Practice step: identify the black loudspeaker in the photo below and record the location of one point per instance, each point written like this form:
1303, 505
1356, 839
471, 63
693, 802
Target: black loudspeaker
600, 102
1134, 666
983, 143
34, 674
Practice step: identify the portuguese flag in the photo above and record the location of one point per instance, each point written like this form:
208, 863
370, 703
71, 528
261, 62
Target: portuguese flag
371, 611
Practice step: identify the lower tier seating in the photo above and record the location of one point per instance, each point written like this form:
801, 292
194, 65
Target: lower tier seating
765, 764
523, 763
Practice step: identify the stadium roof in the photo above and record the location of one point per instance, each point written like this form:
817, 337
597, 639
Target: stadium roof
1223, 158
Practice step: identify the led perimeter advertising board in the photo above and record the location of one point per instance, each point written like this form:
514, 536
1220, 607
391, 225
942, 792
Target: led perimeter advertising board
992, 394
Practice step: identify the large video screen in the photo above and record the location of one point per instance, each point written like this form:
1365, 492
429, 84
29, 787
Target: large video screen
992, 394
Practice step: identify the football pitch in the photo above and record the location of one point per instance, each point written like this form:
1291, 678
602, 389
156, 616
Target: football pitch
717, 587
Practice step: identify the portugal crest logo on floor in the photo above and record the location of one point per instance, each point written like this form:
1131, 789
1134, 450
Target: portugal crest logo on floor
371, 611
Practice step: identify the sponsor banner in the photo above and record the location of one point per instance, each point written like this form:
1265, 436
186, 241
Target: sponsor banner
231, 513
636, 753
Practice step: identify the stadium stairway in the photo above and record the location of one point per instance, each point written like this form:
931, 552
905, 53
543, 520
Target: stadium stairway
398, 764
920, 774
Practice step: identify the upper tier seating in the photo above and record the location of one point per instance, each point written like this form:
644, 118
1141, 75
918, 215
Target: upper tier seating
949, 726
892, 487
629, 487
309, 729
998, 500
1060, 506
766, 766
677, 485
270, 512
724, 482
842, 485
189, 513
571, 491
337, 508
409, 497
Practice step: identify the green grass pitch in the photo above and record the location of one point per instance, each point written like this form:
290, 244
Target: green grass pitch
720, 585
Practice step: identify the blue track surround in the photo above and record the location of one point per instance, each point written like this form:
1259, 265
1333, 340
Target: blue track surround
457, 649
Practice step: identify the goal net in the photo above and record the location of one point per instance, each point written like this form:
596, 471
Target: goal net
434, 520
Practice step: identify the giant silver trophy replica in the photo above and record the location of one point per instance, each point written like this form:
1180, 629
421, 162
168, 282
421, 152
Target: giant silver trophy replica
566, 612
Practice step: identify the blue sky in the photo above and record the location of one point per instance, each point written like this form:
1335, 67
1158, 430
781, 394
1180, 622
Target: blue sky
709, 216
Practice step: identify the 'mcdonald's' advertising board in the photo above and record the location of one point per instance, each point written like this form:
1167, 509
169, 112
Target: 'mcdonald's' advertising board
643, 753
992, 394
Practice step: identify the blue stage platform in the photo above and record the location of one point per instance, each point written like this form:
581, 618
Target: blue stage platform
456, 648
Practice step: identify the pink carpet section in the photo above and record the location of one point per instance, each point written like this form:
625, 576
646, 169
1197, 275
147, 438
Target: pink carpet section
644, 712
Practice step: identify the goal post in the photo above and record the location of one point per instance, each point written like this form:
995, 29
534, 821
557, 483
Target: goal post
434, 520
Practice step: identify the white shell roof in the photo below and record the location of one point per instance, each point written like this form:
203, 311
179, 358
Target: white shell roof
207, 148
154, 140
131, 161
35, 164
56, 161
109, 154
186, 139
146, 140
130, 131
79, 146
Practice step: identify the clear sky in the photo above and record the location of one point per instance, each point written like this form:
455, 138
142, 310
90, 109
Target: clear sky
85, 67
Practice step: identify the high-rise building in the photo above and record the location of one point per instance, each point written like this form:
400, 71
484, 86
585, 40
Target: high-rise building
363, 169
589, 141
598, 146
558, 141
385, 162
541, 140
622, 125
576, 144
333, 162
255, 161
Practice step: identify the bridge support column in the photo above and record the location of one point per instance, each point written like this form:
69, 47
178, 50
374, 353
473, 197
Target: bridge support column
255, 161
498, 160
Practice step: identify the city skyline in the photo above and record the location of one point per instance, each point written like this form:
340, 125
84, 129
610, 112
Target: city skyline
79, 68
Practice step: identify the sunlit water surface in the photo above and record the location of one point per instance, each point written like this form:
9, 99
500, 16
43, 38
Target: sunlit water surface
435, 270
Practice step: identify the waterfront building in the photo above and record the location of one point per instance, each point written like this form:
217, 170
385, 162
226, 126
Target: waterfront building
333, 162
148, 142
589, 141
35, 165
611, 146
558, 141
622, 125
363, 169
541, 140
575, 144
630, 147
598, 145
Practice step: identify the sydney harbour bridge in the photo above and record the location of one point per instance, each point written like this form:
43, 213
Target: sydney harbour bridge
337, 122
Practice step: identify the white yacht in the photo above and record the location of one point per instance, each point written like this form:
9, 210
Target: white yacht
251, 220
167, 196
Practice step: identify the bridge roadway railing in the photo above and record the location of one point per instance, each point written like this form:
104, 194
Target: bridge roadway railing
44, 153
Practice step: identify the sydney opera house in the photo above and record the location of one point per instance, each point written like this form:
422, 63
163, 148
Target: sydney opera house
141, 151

_What is being asked:_ Write out the complete set of records exactly as given.

_Result of the task:_
Practice step: identify the black loudspeaker in the photo below and record the location of one point per instance, each point written like this form:
1303, 505
1356, 839
471, 63
693, 802
Target: black loudspeaker
600, 102
1134, 666
983, 143
34, 674
Practice step: identify the portuguese flag in the photo above and record the location of one point per instance, each point written like this form:
208, 863
370, 703
71, 528
261, 62
Target: portuguese flag
371, 611
Practice step: identify the lower tier seating in the photo above and record the location of one point per instance, each point written like this form:
801, 292
194, 65
Target: lower tier seating
765, 764
523, 763
Practice step: identify the stadium roof in the photo above and record the location of one point per instance, each point written like this form:
817, 337
597, 639
Target: stadium roof
1223, 158
Practice step: identify the led perimeter advertising board in the photo above and record the location of one point per instance, each point written like this form:
514, 536
1220, 607
391, 225
942, 792
Target: led perimeter advertising board
992, 394
Practice step: identify the large video screen in the photo above and record the location of one point per instance, each point written like this form:
1365, 492
429, 84
29, 787
Target: large video screen
992, 394
Practice step: identify the football pitch in the photo above and record the location of one point per instance, each point written like this form:
1291, 678
602, 389
156, 616
Target: football pitch
717, 587
Practice step: identify the portugal crest logo on floor in the photo above and record the location of one point per instance, each point written like this form:
1131, 789
1134, 450
Target: portugal crest logo on floor
371, 611
Practice step: identify the sponsor banner in the photo above and record the location of one point per instance, each point written like this form:
1265, 436
186, 241
Target: sponsor banner
231, 513
636, 753
Practice step: identify the stadium stairway in the photo above and record the location of one point per instance, each point written like this form:
931, 552
905, 53
543, 520
Target: stadium stairway
398, 764
920, 774
Practice step: identify the upper tier seating in the photo above and record the location of one point per instance, each point written like this form:
644, 118
1141, 75
918, 215
Target: upper tier seating
949, 726
892, 487
629, 487
309, 729
998, 500
1060, 506
766, 766
677, 485
270, 512
724, 482
842, 485
189, 513
571, 491
337, 508
409, 497
Practice step: identify the green grass pitch in the photo above and record the location of one point per instance, each point written like this form:
290, 244
Target: green grass pitch
720, 585
Practice step: identify the blue track surround in the photo above and record the location of one point per instance, each point written like this form:
1259, 265
1333, 340
Target: blue track surround
457, 649
Practice step: identify the goal net in the photo above and record the location of one point per instance, each point written like this form:
596, 471
Target: goal net
434, 520
Practice step: identify the giant silver trophy replica in the photo above and record the location of one point per instance, each point written like this form:
1180, 629
421, 162
168, 282
421, 152
Target: giant silver trophy replica
566, 612
Practice step: identify the blue sky in the photo above and record the location of one point per instance, each point written like this form:
1335, 67
1158, 430
781, 394
1180, 622
Target: blue sky
709, 216
Practice step: identify the 'mcdonald's' advertising board in the photo above and record the location of one point per instance, each point written like this form:
1167, 509
169, 112
Target: 'mcdonald's' advertising board
643, 753
992, 394
Practice step: identify the blue stage platform in the photo above and record the location of one point per instance, each point written like this form:
581, 618
Target: blue stage platform
456, 648
Practice step: identify the pink carpet section in the photo above and record the location of one point per instance, each point written like this form:
625, 576
646, 169
1197, 275
147, 438
Target: pink carpet section
644, 712
Practice step: identify the goal post in the photo above and record the location of one point per instance, each point written like this form:
995, 29
534, 821
557, 483
Target: goal post
434, 520
Practice step: identify the white shell roof in the photo below and record the location of one point per instance, each point written like this form:
203, 311
179, 358
Target: white shell roof
207, 148
154, 140
131, 161
35, 164
56, 161
109, 154
186, 139
146, 140
130, 131
79, 146
Practice step: identify the clear sky in the photo above and record the location of one point per instance, each point written like this form:
455, 138
142, 310
90, 109
Target: clear sky
85, 67
Practice step: identify the high-rise building in the photo above and record the location of one point per instance, each point written like this form:
400, 71
484, 86
585, 40
Target: high-rise building
363, 169
589, 141
598, 146
558, 141
385, 162
541, 140
622, 125
576, 144
333, 162
255, 161
Practice step: identify the bridge support column in the photo above and record the location of one point per instance, each point written like this form:
69, 47
178, 50
374, 353
473, 197
Target: bridge support column
255, 161
498, 160
Practice step: identify the city skyline in the photo above and record the location of one point per instance, each point written like this form:
340, 125
84, 129
610, 112
Target: city skyline
79, 68
Practice step: identify the sunlit water surface in the photo above and record the location of one point per instance, each point written like this form:
9, 99
500, 16
43, 38
Target: sunlit water surface
435, 270
Practice step: identify the waterfront building in the photo above and record the location of one point per instance, each point written like this form:
217, 170
385, 162
226, 126
Target: waterfront building
333, 162
148, 142
589, 141
35, 165
611, 146
558, 141
622, 125
363, 169
541, 140
575, 144
630, 147
598, 145
Practice step: identify the sydney harbour bridge in the photo above and record the location of one point per instance, each point written like this form:
43, 213
Target: sydney harbour bridge
337, 122
Practice step: identify the white yacht in the photo above and record the location of one point per instance, each point written like this form:
9, 210
Target: white yacht
251, 220
167, 196
Practice step: identify the bridge roadway railing in the photo above and record the location of one point per instance, each point written like this form:
104, 194
Target: bridge roadway railing
44, 153
Practice step: identify the sydney opera house in the photo above and record the location of one point per instance, each point written like this form:
422, 63
163, 148
Target: sydney opera house
141, 151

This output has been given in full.